• _Problem details_: Copy out word for word every line of the items from the one containing "of the oven" through the final line, including both of those lines.

* START Information shown *

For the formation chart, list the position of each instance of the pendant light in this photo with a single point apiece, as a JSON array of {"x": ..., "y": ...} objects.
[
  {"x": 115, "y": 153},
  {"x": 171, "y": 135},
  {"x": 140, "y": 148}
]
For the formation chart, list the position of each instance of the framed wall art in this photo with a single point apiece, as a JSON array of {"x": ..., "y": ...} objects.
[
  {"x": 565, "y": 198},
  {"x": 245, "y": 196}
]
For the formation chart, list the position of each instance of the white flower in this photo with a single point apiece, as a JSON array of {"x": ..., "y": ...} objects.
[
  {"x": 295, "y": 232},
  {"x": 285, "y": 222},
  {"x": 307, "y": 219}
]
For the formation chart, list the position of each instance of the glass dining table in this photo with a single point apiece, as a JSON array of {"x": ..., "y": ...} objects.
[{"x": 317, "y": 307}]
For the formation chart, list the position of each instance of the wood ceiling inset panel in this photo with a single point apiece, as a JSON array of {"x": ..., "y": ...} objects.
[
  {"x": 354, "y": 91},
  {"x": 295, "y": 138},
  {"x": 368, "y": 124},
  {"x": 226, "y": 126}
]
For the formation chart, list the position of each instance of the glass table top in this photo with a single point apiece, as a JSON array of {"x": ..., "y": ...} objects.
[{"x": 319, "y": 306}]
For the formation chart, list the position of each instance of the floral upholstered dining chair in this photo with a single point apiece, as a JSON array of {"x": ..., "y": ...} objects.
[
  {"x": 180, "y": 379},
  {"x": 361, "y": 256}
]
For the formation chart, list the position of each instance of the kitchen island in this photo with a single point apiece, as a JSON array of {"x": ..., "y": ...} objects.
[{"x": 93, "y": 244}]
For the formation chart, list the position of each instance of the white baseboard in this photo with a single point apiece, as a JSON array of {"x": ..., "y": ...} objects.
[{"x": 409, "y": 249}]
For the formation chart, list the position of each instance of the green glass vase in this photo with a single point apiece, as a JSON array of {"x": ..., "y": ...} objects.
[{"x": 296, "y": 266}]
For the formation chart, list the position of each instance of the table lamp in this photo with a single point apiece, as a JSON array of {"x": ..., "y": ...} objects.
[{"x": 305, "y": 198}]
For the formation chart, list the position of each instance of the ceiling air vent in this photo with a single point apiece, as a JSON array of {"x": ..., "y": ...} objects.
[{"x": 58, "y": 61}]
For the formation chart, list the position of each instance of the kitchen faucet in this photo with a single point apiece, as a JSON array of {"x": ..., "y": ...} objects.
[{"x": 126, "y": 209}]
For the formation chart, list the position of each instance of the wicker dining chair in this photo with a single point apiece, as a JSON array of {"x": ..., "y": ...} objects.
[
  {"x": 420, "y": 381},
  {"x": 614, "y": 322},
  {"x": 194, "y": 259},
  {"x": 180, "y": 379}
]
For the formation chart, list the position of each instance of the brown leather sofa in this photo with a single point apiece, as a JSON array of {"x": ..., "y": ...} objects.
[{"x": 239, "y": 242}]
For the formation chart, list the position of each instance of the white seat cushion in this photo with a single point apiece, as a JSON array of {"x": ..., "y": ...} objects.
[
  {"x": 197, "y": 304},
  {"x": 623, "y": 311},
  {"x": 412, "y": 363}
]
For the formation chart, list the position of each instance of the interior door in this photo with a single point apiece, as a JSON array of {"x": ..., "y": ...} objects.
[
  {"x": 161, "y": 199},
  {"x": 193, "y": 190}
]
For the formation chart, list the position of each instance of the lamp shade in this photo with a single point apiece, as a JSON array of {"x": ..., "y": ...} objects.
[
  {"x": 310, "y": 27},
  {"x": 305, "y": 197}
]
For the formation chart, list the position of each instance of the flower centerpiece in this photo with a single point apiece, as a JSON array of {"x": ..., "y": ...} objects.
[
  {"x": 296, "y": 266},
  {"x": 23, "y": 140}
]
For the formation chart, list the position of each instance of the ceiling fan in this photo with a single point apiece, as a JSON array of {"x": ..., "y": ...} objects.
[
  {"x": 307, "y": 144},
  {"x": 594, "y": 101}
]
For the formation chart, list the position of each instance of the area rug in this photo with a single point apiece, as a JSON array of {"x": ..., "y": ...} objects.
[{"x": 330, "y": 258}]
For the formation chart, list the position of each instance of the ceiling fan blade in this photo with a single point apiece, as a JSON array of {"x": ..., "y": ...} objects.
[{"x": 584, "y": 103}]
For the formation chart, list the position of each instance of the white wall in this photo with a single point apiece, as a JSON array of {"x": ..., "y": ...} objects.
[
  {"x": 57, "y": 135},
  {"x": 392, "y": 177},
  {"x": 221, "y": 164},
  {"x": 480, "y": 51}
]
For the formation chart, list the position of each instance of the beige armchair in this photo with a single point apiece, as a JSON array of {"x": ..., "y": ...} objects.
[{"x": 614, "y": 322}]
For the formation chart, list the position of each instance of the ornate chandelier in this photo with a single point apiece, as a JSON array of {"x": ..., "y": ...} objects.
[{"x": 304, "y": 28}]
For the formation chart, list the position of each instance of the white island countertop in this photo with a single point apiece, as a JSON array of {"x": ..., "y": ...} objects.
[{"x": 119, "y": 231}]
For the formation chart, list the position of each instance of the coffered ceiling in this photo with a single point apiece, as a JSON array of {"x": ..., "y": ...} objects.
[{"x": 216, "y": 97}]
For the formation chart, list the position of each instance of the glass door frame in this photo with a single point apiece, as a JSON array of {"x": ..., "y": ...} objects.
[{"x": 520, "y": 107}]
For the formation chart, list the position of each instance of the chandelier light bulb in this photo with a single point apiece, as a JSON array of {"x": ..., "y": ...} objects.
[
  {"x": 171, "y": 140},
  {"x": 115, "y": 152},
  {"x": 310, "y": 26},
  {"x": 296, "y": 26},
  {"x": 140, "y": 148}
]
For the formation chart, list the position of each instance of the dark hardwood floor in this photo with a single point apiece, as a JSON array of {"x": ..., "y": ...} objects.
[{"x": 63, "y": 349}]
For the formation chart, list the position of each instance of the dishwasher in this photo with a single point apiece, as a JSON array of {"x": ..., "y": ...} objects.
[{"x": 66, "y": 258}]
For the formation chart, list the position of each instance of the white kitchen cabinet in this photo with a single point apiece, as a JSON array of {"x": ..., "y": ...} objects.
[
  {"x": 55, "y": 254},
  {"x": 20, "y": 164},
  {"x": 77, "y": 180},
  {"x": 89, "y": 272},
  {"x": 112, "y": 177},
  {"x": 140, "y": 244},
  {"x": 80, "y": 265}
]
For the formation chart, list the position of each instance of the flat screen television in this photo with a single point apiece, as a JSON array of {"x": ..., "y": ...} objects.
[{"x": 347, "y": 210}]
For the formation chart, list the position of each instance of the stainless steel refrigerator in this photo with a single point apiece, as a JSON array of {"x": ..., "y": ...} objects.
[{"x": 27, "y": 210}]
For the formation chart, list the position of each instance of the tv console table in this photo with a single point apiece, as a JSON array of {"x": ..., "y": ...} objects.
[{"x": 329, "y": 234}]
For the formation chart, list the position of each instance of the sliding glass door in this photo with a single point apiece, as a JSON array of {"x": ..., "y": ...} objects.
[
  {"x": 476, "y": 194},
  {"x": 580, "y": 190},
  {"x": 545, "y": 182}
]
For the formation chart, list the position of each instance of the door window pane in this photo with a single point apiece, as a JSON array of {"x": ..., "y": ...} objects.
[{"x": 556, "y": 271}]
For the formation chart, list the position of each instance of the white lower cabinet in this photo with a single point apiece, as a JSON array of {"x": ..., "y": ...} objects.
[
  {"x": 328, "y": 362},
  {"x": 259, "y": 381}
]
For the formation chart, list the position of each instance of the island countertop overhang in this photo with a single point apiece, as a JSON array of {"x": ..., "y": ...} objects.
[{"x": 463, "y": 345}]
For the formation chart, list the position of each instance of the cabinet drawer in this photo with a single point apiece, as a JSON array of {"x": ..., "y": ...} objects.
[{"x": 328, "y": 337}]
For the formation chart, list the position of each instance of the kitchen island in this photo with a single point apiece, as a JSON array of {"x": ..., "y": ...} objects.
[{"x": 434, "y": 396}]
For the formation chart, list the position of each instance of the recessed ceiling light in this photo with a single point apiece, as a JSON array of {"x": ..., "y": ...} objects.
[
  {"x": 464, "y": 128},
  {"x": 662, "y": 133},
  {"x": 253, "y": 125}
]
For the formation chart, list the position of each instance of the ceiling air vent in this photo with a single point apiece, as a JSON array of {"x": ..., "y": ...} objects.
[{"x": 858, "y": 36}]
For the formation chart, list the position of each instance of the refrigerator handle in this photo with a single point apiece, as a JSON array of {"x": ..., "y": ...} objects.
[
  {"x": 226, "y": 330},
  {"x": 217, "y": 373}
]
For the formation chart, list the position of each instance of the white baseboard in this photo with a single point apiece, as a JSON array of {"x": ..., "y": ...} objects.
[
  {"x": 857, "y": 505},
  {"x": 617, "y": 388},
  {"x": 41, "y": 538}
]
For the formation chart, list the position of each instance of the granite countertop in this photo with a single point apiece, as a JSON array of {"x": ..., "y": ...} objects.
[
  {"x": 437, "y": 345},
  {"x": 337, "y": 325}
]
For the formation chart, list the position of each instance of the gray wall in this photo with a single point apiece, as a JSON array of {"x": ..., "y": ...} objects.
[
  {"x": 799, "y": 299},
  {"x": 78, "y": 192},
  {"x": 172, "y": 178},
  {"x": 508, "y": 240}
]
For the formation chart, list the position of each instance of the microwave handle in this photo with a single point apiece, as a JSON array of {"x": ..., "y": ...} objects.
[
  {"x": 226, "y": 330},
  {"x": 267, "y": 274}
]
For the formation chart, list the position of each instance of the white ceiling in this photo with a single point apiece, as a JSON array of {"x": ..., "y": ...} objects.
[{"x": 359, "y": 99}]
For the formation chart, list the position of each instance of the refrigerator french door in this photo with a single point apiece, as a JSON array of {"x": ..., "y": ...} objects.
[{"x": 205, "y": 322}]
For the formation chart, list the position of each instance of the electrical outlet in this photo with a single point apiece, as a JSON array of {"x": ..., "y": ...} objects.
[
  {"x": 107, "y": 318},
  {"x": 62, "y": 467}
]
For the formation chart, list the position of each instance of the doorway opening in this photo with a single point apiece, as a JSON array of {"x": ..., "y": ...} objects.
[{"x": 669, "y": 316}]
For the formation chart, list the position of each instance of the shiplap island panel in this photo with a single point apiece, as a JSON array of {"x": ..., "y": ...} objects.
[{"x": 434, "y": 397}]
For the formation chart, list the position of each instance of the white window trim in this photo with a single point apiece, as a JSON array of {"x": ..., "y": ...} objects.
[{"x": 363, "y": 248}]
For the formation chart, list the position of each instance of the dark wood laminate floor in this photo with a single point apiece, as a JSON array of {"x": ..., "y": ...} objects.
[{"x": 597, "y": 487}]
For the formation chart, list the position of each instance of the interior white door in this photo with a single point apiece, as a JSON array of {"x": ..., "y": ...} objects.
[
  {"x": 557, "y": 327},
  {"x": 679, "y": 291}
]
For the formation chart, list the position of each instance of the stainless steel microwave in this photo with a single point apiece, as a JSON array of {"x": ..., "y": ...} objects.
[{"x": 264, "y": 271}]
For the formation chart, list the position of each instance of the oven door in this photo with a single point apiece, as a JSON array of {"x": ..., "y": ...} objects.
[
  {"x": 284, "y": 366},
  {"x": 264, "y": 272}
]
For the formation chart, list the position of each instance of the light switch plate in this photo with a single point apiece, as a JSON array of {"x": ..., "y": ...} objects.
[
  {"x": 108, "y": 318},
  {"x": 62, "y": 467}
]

* END Information shown *

• _Full answer_:
For the formation chart, list the position of each instance of the oven door in this photo with a single point apiece, as a JSON array of {"x": ..., "y": ...} objects.
[
  {"x": 284, "y": 366},
  {"x": 264, "y": 272}
]
For the formation chart, list the position of each instance of the light switch plate in this photo with a single point apiece, as a JSON array of {"x": ..., "y": ...} objects.
[
  {"x": 108, "y": 318},
  {"x": 62, "y": 467}
]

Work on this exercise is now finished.